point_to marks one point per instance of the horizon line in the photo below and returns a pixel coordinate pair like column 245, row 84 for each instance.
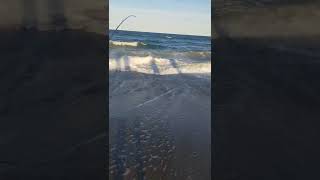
column 164, row 33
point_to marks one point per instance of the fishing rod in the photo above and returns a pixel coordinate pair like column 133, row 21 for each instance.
column 120, row 24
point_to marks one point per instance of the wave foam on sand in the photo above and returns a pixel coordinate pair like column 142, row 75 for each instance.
column 158, row 66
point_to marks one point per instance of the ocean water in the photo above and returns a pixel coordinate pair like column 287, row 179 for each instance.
column 157, row 53
column 159, row 106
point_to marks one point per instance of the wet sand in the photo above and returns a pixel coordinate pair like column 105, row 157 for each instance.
column 159, row 126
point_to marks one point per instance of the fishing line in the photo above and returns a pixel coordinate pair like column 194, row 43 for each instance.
column 120, row 25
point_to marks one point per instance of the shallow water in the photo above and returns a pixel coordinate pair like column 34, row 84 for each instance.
column 160, row 116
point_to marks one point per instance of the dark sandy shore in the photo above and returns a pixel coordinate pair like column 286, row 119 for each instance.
column 52, row 105
column 266, row 112
column 266, row 89
column 159, row 126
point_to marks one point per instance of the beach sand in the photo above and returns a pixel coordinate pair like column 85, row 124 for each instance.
column 159, row 126
column 53, row 105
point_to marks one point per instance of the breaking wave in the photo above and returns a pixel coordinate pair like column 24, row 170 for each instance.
column 159, row 66
column 126, row 44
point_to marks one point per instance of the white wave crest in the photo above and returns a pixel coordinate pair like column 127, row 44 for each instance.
column 124, row 43
column 159, row 66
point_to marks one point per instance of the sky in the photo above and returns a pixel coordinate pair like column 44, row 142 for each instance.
column 191, row 17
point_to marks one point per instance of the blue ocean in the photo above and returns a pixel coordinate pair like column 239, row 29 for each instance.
column 159, row 53
column 159, row 42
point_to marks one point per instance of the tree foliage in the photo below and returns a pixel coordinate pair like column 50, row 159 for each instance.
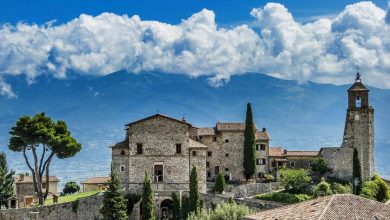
column 6, row 181
column 176, row 209
column 114, row 204
column 194, row 191
column 41, row 136
column 294, row 181
column 220, row 184
column 320, row 166
column 249, row 144
column 70, row 188
column 147, row 202
column 357, row 173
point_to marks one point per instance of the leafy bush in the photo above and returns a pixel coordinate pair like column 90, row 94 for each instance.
column 220, row 184
column 268, row 178
column 369, row 190
column 338, row 188
column 294, row 181
column 284, row 197
column 230, row 211
column 322, row 188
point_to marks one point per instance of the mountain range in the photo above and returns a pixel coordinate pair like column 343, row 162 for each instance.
column 297, row 115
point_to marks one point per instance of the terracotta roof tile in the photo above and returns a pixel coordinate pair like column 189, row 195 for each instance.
column 340, row 207
column 96, row 180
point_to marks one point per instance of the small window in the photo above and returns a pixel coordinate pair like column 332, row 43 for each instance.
column 178, row 148
column 260, row 161
column 139, row 149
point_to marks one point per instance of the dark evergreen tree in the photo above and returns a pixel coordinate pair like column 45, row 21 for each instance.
column 176, row 209
column 220, row 184
column 147, row 202
column 185, row 207
column 194, row 191
column 6, row 181
column 249, row 144
column 357, row 173
column 70, row 188
column 114, row 203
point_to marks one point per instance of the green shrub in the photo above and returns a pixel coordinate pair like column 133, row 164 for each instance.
column 322, row 188
column 294, row 181
column 230, row 211
column 220, row 184
column 284, row 197
column 268, row 178
column 338, row 188
column 369, row 190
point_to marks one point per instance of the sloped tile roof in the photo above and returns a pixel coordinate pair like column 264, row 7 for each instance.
column 335, row 207
column 205, row 131
column 96, row 180
column 230, row 126
column 29, row 179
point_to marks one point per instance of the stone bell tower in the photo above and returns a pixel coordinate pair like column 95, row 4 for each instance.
column 359, row 127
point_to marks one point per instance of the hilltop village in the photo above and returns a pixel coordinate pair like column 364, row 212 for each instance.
column 167, row 150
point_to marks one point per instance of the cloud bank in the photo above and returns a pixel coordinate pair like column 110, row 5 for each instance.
column 325, row 50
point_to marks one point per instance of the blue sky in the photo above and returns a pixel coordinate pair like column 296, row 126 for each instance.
column 170, row 11
column 319, row 41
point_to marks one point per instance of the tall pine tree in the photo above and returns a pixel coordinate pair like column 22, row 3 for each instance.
column 114, row 203
column 357, row 173
column 6, row 181
column 147, row 202
column 194, row 191
column 249, row 144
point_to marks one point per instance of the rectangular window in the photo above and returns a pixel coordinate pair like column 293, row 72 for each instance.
column 216, row 170
column 178, row 148
column 139, row 149
column 158, row 173
column 260, row 161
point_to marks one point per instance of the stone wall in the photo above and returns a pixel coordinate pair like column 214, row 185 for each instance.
column 85, row 209
column 249, row 190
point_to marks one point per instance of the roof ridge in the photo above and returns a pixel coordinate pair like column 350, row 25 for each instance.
column 326, row 208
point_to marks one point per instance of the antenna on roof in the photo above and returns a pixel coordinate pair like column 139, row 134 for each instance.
column 358, row 79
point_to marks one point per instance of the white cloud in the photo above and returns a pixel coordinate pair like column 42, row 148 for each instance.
column 324, row 50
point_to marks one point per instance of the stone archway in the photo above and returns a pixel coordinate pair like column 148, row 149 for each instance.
column 166, row 212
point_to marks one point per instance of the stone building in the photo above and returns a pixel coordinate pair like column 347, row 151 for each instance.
column 25, row 193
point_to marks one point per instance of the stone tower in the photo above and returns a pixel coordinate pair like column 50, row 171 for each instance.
column 359, row 127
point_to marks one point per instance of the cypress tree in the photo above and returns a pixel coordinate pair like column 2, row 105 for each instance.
column 147, row 203
column 6, row 181
column 114, row 204
column 194, row 191
column 220, row 184
column 176, row 209
column 249, row 144
column 357, row 173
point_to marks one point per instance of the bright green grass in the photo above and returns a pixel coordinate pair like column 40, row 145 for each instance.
column 71, row 198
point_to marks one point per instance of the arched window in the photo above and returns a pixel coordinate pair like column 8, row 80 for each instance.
column 358, row 102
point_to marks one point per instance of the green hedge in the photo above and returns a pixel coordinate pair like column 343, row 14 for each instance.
column 284, row 197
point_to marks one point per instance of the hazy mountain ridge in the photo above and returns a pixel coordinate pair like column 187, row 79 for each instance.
column 301, row 116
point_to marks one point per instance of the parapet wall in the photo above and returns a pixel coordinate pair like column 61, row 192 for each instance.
column 81, row 209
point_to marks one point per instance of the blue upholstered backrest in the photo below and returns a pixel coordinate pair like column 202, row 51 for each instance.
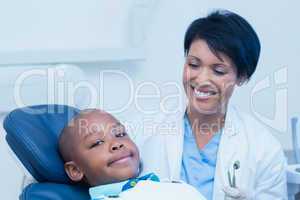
column 32, row 133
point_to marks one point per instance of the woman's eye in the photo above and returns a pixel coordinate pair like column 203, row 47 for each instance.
column 96, row 143
column 220, row 71
column 122, row 134
column 193, row 65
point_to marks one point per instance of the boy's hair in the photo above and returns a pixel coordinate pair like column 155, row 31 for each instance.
column 67, row 137
column 228, row 33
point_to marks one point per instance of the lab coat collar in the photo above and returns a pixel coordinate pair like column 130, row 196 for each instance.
column 174, row 141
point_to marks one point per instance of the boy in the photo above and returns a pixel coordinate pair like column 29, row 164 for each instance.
column 98, row 152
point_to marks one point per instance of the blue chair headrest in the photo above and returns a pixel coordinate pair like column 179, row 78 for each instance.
column 50, row 191
column 32, row 133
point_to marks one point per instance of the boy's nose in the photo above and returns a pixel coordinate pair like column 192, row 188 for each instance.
column 116, row 146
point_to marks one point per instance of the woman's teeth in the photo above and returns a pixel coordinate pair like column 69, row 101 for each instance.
column 203, row 94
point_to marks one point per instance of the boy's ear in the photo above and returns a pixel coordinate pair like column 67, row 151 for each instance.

* WHAT IS REQUIRED *
Omitting all pictures, give the preceding listing again exactly.

* RESPONSE AREA *
point_to marks one point per instance of the horizon line in the photo below and returns a pixel coordinate pair like column 245, row 84 for each instance.
column 164, row 33
point_to marks one point per instance of the fishing rod in the photo above and returns a pixel coordinate pair like column 133, row 21 for each instance.
column 120, row 24
point_to marks one point per instance of the wave foam on sand in the photo above and returns a pixel coordinate pair like column 142, row 75 for each instance.
column 158, row 66
point_to marks one point per instance of the ocean water in the photo above and returns a pixel coordinate pair like column 287, row 179 for each instance.
column 157, row 53
column 159, row 106
point_to marks one point per instance of the wet sand in the photo above and returns a pixel coordinate pair like column 105, row 157 for each instance.
column 159, row 126
point_to marks one point per instance of the fishing line in the photo above and returns a pixel coordinate pair like column 194, row 43 for each instance.
column 120, row 25
point_to marks one point per instance of the shallow water in the photo above and returns a pixel coordinate pair like column 34, row 84 for each instance.
column 160, row 116
point_to marks one point per instance of the dark sandy shore in the photo above and returns a pixel coordinate pair like column 286, row 119 for each instance.
column 52, row 105
column 266, row 112
column 266, row 89
column 159, row 126
point_to marks one point per instance of the beach sand in the photo above and returns a pixel coordinate pair like column 85, row 124 for each instance.
column 159, row 126
column 53, row 105
point_to marks one point per instance of the breaking wave in the photo above and returns a pixel coordinate pair like column 24, row 170 for each instance.
column 159, row 66
column 126, row 44
point_to marks one point per instance of the white wave crest in the photo above and returns a pixel coordinate pair like column 127, row 44 for each instance.
column 124, row 43
column 159, row 66
point_to marks one point per instance of the sky in the photo above and returns a pixel coordinate pair like column 44, row 142 for each instance.
column 191, row 17
point_to marks one point per instance of the blue ocean in the photo above and returns a pixel coordinate pair like column 239, row 29 for each instance.
column 159, row 53
column 159, row 42
point_to marks one point per instance of the tree foliage in the photo below and returns a pixel coordinate pair like column 50, row 159 for each instance.
column 6, row 181
column 176, row 209
column 114, row 204
column 194, row 191
column 41, row 136
column 294, row 181
column 220, row 184
column 320, row 166
column 249, row 144
column 70, row 188
column 147, row 202
column 357, row 173
point_to marks one point per instance of the leafy bush in the photo above and returns a pixel coordinate pair like column 90, row 94 for each instance.
column 220, row 184
column 268, row 178
column 369, row 190
column 338, row 188
column 294, row 181
column 284, row 197
column 230, row 211
column 322, row 188
point_to marks one point per instance of the mountain range in the photo above and returns a pixel coordinate pair like column 343, row 162 for each instance.
column 297, row 115
point_to marks one point per instance of the terracotta roof tile in the photo above and returns a pixel coordinate pair like column 189, row 195 for each instance.
column 340, row 207
column 96, row 180
point_to marks one point per instance of the small window in the photo above and returns a pixel coordinate pair like column 332, row 43 for each instance.
column 178, row 148
column 260, row 161
column 139, row 149
point_to marks one point per instance of the dark evergreen tree in the photo above and returns a pixel coordinate pair like column 45, row 21 for each instance.
column 176, row 209
column 220, row 184
column 147, row 202
column 185, row 207
column 194, row 191
column 6, row 181
column 249, row 144
column 357, row 173
column 70, row 188
column 114, row 203
point_to marks one point per instance of the green shrub in the photo above and returns a pixel coordinate pair like column 133, row 164 for each instance.
column 322, row 188
column 294, row 181
column 230, row 211
column 220, row 184
column 284, row 197
column 268, row 178
column 338, row 188
column 369, row 190
point_to marks one point per instance of the sloped tile roof in the photo above and returns a pixel coordinate pair like column 264, row 7 for each instance.
column 335, row 207
column 205, row 131
column 96, row 180
column 230, row 126
column 29, row 179
point_to marks one point per instance of the stone bell tower in the photo above and returns a pixel coordinate pair like column 95, row 4 for each instance.
column 359, row 127
point_to marks one point per instance of the hilltop village in the photo above and returns a pixel coordinate pair like column 364, row 212 for each instance.
column 167, row 150
point_to marks one point per instance of the cloud bank in the photo above and returns a pixel coordinate pair like column 110, row 5 for each instance.
column 325, row 50
point_to marks one point per instance of the blue sky in the photo above and returns a pixel coordinate pair like column 296, row 126 for each instance.
column 170, row 11
column 319, row 41
point_to marks one point per instance of the tall pine tree in the photo above and returns a pixel coordinate pair like column 22, row 3 for each instance.
column 114, row 203
column 357, row 173
column 6, row 181
column 147, row 202
column 194, row 191
column 249, row 144
point_to marks one point per instance of the rectangular window in the photo above and returns a pixel coordinate pair like column 293, row 72 for each instance.
column 216, row 170
column 178, row 148
column 139, row 149
column 158, row 173
column 260, row 161
point_to marks one point per instance of the stone wall in the photo above and returns a pixel coordinate pair like column 214, row 185 for each instance.
column 85, row 209
column 249, row 190
point_to marks one point per instance of the roof ridge in the photo above and returns a pixel coordinate pair like column 350, row 25 for each instance.
column 326, row 208
point_to marks one point per instance of the antenna on roof in the photo above and returns a pixel coordinate pair like column 139, row 134 for each instance.
column 358, row 79
point_to marks one point per instance of the white cloud in the photo above and returns a pixel coordinate pair like column 42, row 148 for each instance.
column 324, row 50
point_to marks one point per instance of the stone archway in the photo above and returns a pixel coordinate pair like column 148, row 149 for each instance.
column 166, row 212
point_to marks one point per instance of the stone building in the photo above and returns a pixel coordinate pair like column 347, row 151 for each instance.
column 25, row 193
point_to marks one point per instance of the stone tower in the photo above and returns a pixel coordinate pair like column 50, row 171 for each instance.
column 359, row 127
point_to marks one point per instance of the cypress tree in the photo above and returns a pixel coordinate pair like column 2, row 105 for each instance.
column 147, row 203
column 6, row 181
column 114, row 204
column 194, row 191
column 220, row 184
column 176, row 209
column 249, row 144
column 357, row 173
point_to marks one point per instance of the bright green grass in the photo above and returns a pixel coordinate pair like column 40, row 145 for each instance.
column 71, row 198
point_to marks one point per instance of the arched window in the photo above and returns a pixel coordinate pair like column 8, row 80 for each instance.
column 358, row 102
point_to marks one point per instance of the green hedge in the photo above and returns a pixel coordinate pair like column 343, row 14 for each instance.
column 284, row 197
point_to marks one point per instance of the hazy mountain ridge in the photo above and returns a pixel coordinate pair like column 187, row 79 for each instance.
column 301, row 116
point_to marks one point per instance of the parapet wall in the photo above and returns a pixel coordinate pair like column 61, row 192 for each instance.
column 81, row 209
point_to marks one point per instance of the blue upholstered backrest in the photo below and returns a pixel coordinate pair like column 202, row 51 for each instance.
column 32, row 133
point_to marks one point per instance of the woman's eye in the photo above and returns a pixel coordinate pair like column 203, row 47 for each instance.
column 96, row 143
column 220, row 71
column 122, row 134
column 193, row 65
point_to marks one point per instance of the boy's hair in the photo above and returns a pixel coordinate pair like column 155, row 31 for each instance.
column 67, row 137
column 228, row 33
point_to marks one point per instance of the lab coat collar in the photo above and returns a pixel coordinate pair like column 130, row 196 for each instance.
column 174, row 141
point_to marks one point per instance of the boy in the photo above and returns a pixel coordinate pair like column 29, row 164 for each instance.
column 98, row 152
point_to marks one point per instance of the blue chair headrest in the photo above and returns a pixel coordinate pair like column 179, row 78 for each instance.
column 50, row 191
column 32, row 133
point_to marks one point per instance of the boy's nose in the photo above and returns a pixel coordinate pair like column 192, row 188 for each instance.
column 116, row 146
point_to marks one point per instance of the woman's teeth in the photo above and returns a pixel coordinate pair like column 69, row 101 for each instance.
column 203, row 94
point_to marks one point per instance of the boy's ear in the photo above and returns a pixel coordinate pair like column 67, row 151 for each instance.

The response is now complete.